#### Exercise objective
Where a line in the material below has the string "wooden", please report it.

#### Given information
::::
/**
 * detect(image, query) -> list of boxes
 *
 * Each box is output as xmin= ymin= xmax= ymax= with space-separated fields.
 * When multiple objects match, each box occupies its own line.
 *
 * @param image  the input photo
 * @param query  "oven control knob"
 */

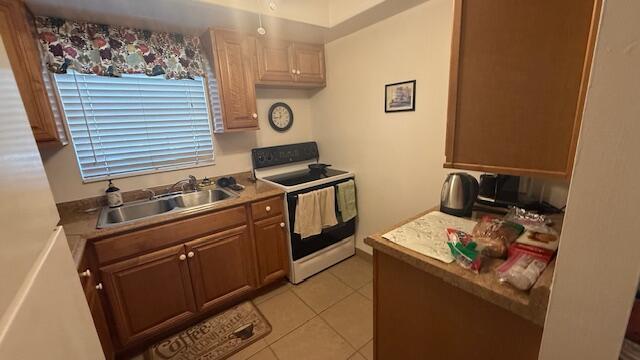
xmin=265 ymin=206 xmax=271 ymax=212
xmin=280 ymin=222 xmax=285 ymax=228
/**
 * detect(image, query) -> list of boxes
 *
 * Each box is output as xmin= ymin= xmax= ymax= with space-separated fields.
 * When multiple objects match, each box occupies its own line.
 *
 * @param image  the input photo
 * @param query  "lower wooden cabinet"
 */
xmin=99 ymin=244 xmax=197 ymax=346
xmin=88 ymin=199 xmax=290 ymax=352
xmin=185 ymin=226 xmax=255 ymax=312
xmin=254 ymin=215 xmax=289 ymax=285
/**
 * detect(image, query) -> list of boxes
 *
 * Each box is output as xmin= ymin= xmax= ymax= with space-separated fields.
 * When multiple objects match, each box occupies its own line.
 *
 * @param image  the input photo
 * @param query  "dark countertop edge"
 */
xmin=364 ymin=208 xmax=555 ymax=327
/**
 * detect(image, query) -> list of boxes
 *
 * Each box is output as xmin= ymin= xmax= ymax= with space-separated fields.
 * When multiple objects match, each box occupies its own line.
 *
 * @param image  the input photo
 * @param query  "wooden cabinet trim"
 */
xmin=93 ymin=205 xmax=247 ymax=265
xmin=100 ymin=244 xmax=197 ymax=346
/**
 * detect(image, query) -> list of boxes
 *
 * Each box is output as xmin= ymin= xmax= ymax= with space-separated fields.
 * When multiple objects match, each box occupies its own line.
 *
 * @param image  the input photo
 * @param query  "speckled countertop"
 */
xmin=364 ymin=207 xmax=563 ymax=326
xmin=59 ymin=172 xmax=284 ymax=268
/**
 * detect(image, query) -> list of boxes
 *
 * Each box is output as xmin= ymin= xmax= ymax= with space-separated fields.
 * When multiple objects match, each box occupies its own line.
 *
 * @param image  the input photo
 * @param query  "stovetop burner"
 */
xmin=264 ymin=168 xmax=348 ymax=187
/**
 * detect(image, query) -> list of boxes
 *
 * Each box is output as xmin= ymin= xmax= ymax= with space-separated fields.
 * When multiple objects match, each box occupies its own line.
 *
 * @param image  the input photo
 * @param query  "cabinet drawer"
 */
xmin=251 ymin=196 xmax=283 ymax=221
xmin=94 ymin=205 xmax=247 ymax=264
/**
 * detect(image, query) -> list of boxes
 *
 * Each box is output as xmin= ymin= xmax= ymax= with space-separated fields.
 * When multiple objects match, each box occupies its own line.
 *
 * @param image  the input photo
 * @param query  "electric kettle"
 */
xmin=440 ymin=172 xmax=479 ymax=217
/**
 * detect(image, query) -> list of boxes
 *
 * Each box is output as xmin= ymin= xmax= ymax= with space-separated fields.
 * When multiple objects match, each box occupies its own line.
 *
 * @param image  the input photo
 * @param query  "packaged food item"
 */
xmin=471 ymin=216 xmax=525 ymax=258
xmin=496 ymin=253 xmax=549 ymax=290
xmin=504 ymin=207 xmax=554 ymax=233
xmin=446 ymin=228 xmax=482 ymax=273
xmin=515 ymin=229 xmax=560 ymax=251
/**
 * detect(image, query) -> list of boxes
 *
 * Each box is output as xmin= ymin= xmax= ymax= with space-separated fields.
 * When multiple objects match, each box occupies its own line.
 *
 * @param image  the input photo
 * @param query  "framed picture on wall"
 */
xmin=385 ymin=80 xmax=416 ymax=112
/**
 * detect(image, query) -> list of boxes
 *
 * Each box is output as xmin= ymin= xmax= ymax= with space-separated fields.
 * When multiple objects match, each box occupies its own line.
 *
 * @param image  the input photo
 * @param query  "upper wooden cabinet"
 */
xmin=201 ymin=29 xmax=259 ymax=132
xmin=0 ymin=0 xmax=66 ymax=144
xmin=255 ymin=38 xmax=325 ymax=88
xmin=444 ymin=0 xmax=601 ymax=179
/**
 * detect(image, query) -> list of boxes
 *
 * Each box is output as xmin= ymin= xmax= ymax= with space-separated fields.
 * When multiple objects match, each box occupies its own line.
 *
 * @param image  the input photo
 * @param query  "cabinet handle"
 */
xmin=187 ymin=251 xmax=195 ymax=258
xmin=296 ymin=70 xmax=301 ymax=75
xmin=79 ymin=269 xmax=91 ymax=278
xmin=179 ymin=254 xmax=187 ymax=261
xmin=95 ymin=283 xmax=103 ymax=290
xmin=280 ymin=222 xmax=285 ymax=228
xmin=265 ymin=206 xmax=271 ymax=212
xmin=291 ymin=69 xmax=297 ymax=74
xmin=252 ymin=113 xmax=258 ymax=119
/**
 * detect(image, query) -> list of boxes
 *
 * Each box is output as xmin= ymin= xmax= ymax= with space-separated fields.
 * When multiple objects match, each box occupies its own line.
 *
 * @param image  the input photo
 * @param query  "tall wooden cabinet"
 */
xmin=444 ymin=0 xmax=601 ymax=179
xmin=201 ymin=29 xmax=259 ymax=132
xmin=0 ymin=0 xmax=66 ymax=144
::::
#### Result for this task
 * @param query  "lower wooden cabinet"
 * @param query  "wooden cabinet trim"
 * @param query  "upper wooden cabinet"
 * @param query  "tall wooden cabinet"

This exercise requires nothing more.